The data is to be set down once more, exactly as it reads.

── RECORDED DATA ──

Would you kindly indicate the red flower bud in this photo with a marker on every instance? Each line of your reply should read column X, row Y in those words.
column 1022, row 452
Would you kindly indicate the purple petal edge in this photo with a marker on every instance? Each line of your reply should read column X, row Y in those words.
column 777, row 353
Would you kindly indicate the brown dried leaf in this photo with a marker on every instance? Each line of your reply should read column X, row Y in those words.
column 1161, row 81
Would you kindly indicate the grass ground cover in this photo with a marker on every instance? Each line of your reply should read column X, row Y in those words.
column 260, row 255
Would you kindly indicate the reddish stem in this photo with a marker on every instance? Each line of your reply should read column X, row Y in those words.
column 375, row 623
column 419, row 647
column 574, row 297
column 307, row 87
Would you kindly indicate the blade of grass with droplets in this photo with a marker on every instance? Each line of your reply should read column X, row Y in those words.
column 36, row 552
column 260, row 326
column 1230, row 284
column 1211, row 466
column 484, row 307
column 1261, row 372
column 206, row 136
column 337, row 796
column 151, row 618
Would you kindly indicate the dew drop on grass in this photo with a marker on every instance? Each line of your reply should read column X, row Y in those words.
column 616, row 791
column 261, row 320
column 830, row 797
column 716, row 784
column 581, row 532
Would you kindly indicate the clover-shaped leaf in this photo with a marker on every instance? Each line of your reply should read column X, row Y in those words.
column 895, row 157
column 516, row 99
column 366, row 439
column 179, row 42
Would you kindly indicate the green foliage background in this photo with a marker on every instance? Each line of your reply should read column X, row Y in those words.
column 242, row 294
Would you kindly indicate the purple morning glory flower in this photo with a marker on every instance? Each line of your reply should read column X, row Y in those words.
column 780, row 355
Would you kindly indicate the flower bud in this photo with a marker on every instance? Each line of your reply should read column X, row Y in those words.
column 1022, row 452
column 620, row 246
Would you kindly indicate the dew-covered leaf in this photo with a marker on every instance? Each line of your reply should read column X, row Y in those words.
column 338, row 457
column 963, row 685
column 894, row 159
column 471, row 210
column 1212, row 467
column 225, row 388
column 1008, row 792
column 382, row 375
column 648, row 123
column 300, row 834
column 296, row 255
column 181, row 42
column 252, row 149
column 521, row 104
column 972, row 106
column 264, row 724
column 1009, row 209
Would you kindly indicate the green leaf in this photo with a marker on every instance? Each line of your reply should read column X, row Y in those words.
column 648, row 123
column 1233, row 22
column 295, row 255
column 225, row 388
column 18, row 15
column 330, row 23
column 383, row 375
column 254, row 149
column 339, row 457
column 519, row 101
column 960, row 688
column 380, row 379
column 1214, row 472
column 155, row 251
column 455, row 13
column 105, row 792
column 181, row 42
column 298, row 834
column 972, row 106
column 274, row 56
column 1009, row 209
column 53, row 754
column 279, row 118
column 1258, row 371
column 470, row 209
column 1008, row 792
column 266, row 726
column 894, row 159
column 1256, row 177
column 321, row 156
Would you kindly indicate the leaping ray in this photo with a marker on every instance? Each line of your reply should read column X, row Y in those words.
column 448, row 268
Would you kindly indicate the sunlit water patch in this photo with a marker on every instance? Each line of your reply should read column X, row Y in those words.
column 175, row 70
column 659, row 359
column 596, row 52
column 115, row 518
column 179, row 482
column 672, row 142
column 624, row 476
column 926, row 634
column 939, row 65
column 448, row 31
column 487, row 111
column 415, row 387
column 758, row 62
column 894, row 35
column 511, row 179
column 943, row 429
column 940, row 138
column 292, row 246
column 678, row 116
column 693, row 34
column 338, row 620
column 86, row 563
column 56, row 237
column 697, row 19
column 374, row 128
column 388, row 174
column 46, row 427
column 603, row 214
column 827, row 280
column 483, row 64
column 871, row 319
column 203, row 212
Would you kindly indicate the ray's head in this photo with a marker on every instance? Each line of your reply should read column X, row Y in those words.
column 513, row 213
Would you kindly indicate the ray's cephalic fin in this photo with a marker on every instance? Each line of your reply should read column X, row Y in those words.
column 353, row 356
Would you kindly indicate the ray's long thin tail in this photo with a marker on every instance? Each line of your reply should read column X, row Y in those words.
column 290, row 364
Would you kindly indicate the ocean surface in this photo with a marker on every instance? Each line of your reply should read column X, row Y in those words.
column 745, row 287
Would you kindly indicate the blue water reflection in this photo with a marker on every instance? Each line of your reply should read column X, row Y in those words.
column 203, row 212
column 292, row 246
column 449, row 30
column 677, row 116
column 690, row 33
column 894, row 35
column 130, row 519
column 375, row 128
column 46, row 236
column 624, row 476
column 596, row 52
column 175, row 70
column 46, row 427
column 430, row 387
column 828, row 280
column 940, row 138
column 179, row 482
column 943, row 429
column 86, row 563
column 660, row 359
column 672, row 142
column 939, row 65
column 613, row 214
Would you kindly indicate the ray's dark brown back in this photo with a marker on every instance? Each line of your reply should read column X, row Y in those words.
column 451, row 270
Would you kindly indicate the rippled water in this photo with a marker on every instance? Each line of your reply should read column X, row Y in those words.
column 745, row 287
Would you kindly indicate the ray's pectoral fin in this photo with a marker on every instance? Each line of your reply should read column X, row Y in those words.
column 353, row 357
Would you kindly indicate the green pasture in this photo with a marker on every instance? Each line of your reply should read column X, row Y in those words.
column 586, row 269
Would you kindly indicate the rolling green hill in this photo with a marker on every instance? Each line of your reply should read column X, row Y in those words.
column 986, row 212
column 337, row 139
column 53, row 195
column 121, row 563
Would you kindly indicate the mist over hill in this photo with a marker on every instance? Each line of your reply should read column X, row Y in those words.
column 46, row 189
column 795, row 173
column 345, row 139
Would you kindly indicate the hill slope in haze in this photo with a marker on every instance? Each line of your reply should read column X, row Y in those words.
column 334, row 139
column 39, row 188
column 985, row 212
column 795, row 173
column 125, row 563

───

WRITTEN SOLUTION:
Would you kindly indicate the red flower bud in this photo with a marker on every instance? Each line of your reply should read column X, row Y in those words.
column 1022, row 452
Would you kindly indicate the purple petal edge in this photo with a marker on every instance? Each line of your reply should read column X, row Y in those words.
column 777, row 353
Would you kindly indicate the brown dried leaf in this photo with a marker on every instance? Each line of your reply should read column X, row Y in those words.
column 1161, row 81
Would you kindly indicate the grass ground cover in this photo with a marker on every instance? Each line of your reply should read column X, row Y in those words.
column 260, row 255
Would you kindly indicate the reddish stem in this photo with a marker on every instance? Each line of your reply should read column X, row Y in those words.
column 375, row 623
column 419, row 647
column 574, row 297
column 307, row 87
Would you kindly indicate the blade of grass with droplets in this photo with a marker on every instance? Each line of your reply should read column X, row Y in those words.
column 36, row 552
column 260, row 326
column 1230, row 284
column 1211, row 466
column 484, row 307
column 1261, row 372
column 206, row 136
column 337, row 796
column 151, row 618
Would you kindly indicate the dew drop on grass in this photo with a marker on every instance? Each line of your reply should read column X, row Y in those words.
column 616, row 791
column 261, row 320
column 830, row 797
column 716, row 784
column 581, row 532
Would you kindly indicate the clover-shaped leaf in this photo with a marker on every instance? Each line of your reply should read column X, row Y in those words.
column 895, row 157
column 516, row 99
column 366, row 439
column 179, row 42
Would you kindly indicate the green foliage background in this photo with a marker on every instance? Each line of your reply should read column X, row Y in those words.
column 242, row 294
Would you kindly indicate the purple morning glory flower in this photo with a marker on every instance? Each line of your reply should read column X, row Y in those words.
column 780, row 355
Would you kindly indicate the flower bud in this photo with a marker on every instance? Each line of your reply should read column X, row Y in those words.
column 1022, row 452
column 620, row 246
Would you kindly indicate the dew-covered leaf in this photo with a marker on every instance? Each line of your reply should read column X, row Y in those words.
column 338, row 457
column 963, row 685
column 894, row 159
column 471, row 210
column 1212, row 467
column 225, row 388
column 1008, row 792
column 382, row 375
column 648, row 123
column 300, row 834
column 296, row 255
column 181, row 42
column 252, row 149
column 521, row 104
column 972, row 106
column 264, row 724
column 1009, row 209
Would you kindly indicate the green leaf in this photo with a marker on every instance? Each line of your reply should read column X, row Y in those words.
column 648, row 123
column 1233, row 22
column 295, row 255
column 225, row 388
column 18, row 15
column 330, row 23
column 383, row 375
column 254, row 149
column 339, row 457
column 519, row 101
column 960, row 688
column 380, row 379
column 1214, row 472
column 155, row 251
column 455, row 13
column 105, row 792
column 181, row 42
column 298, row 834
column 972, row 106
column 274, row 56
column 1009, row 209
column 53, row 754
column 279, row 118
column 1258, row 371
column 470, row 209
column 1008, row 792
column 266, row 726
column 894, row 159
column 1256, row 177
column 321, row 156
Would you kindly indicate the leaping ray in this photo with a marker on every instance? Each line of your reply should read column X, row Y in those words.
column 448, row 268
Would you kindly indicate the sunlit water patch in this photo with a marker on every instance? Each line of your reply should read column X, row Y in those words.
column 175, row 70
column 659, row 359
column 596, row 52
column 115, row 518
column 179, row 482
column 672, row 142
column 624, row 476
column 926, row 634
column 939, row 65
column 448, row 31
column 487, row 111
column 415, row 387
column 758, row 62
column 894, row 35
column 511, row 179
column 943, row 429
column 940, row 138
column 292, row 246
column 678, row 116
column 693, row 34
column 338, row 620
column 86, row 563
column 56, row 237
column 697, row 19
column 374, row 128
column 388, row 174
column 46, row 427
column 603, row 214
column 827, row 280
column 483, row 64
column 871, row 319
column 203, row 212
Would you kindly indicate the ray's head in this photo with a marker on every instance? Each line of your reply should read column X, row Y in those words.
column 513, row 213
Would you kindly indicate the ray's cephalic fin in this photo with a marker on every instance? Each line of your reply should read column X, row Y in those words.
column 353, row 356
Would you kindly indicate the ray's long thin tail in this photo with a marker on every instance? Each line of your reply should read column X, row Y in those words.
column 290, row 364
Would you kindly indicate the ocean surface in this photo with a marker on every instance? Each line of your reply should read column X, row Y in those words.
column 745, row 287
Would you kindly indicate the blue water reflection in this photo with a marker on every instance? Each line of your reply should read column X, row Y in those words.
column 203, row 212
column 292, row 246
column 449, row 30
column 677, row 116
column 690, row 33
column 894, row 35
column 130, row 519
column 375, row 128
column 46, row 236
column 624, row 476
column 596, row 52
column 175, row 70
column 46, row 427
column 430, row 387
column 828, row 280
column 940, row 138
column 179, row 482
column 943, row 429
column 86, row 563
column 660, row 359
column 672, row 142
column 939, row 65
column 613, row 214
Would you kindly indicate the ray's dark brown back in this photo with a marker on every instance? Each line of your reply should read column X, row Y in those words.
column 451, row 270
Would you kindly indicate the rippled water in this photo with a marker on every instance? Each line of your reply should read column X, row Y in those words.
column 745, row 287
Would you kindly indicate the ray's pectoral fin in this photo with a marker on every instance? Each line of your reply should read column X, row Y in those words.
column 353, row 357
Would you kindly indicate the green pasture in this photo with a marker on every instance? Each line of your reply should read column X, row Y in those words.
column 586, row 269
Would you kindly indicate the rolling green hill in this photo with a marker on every instance? Each line of your reply should read column X, row Y in those words.
column 986, row 212
column 337, row 139
column 53, row 195
column 121, row 563
Would you kindly indicate the mist over hill in this photo with a marker on every instance? Each line of your reply should read column X, row Y in those words.
column 46, row 189
column 795, row 173
column 345, row 139
Would you kindly indicate the hill slope in haze in this photo with a marker on every instance? Each line of your reply should read column X, row Y in those words.
column 334, row 139
column 39, row 188
column 985, row 212
column 795, row 173
column 125, row 563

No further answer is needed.